───── Given data ─────

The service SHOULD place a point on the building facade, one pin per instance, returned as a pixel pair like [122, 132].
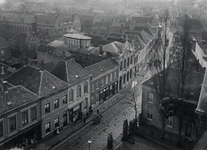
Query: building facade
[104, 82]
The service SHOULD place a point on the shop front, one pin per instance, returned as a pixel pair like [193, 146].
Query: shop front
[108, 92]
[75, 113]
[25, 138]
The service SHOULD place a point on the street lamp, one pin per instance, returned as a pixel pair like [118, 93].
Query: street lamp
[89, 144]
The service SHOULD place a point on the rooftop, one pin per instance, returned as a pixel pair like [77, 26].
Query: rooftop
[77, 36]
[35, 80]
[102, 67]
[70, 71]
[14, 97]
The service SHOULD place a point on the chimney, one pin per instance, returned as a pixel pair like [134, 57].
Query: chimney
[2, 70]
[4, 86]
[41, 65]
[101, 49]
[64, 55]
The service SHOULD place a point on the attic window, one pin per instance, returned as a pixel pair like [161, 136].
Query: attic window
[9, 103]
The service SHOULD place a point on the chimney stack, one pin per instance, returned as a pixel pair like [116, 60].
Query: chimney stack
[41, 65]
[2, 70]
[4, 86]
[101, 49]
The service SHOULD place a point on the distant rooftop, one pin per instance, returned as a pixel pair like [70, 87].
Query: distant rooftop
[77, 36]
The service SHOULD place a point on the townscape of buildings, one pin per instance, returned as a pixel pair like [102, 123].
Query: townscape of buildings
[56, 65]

─────

◆ About this task: In the copy, include no pictures; otherwise transcribe the entries exactly.

◆ Task result:
The service SHOULD place a point on the building facade, one pin per instance, returned as a pixel pair like [122, 132].
Query: building facade
[104, 82]
The service SHOULD place a point on the shop front, one pin per instance, returned as a pixel pair like [193, 146].
Query: shop front
[108, 92]
[75, 113]
[25, 138]
The service SHOULD place a point on the street lamp, one pin per instance, returned as a pixel pair like [118, 93].
Query: street lamp
[89, 144]
The service SHOULD place a point on the rooftop, one pin per instance, returned as a pixel pair like [77, 26].
Query: rooftop
[77, 36]
[35, 80]
[102, 67]
[70, 71]
[14, 97]
The service SHOULD place a point on the chimney, one pin per instance, returned as a pixel pair like [134, 57].
Query: chimney
[2, 70]
[4, 86]
[41, 65]
[101, 49]
[64, 55]
The service SHOULD place a point on the attic window, one pin per instance, returned as a pixel pair like [161, 136].
Query: attic window
[9, 103]
The service SHOULD place a point on the chimney stack, one pin per instance, returned as a pixel pair like [116, 60].
Query: chimney stack
[41, 65]
[2, 70]
[4, 86]
[101, 49]
The service SHOULD place a point on the distant rooftop, one pin per instance, returned as a pixel pair like [70, 87].
Query: distant rooftop
[77, 36]
The service SHOULD place a point on the townscape of buildings, one pin per instance, returned as a pixel pair like [102, 123].
Query: townscape of buildings
[56, 65]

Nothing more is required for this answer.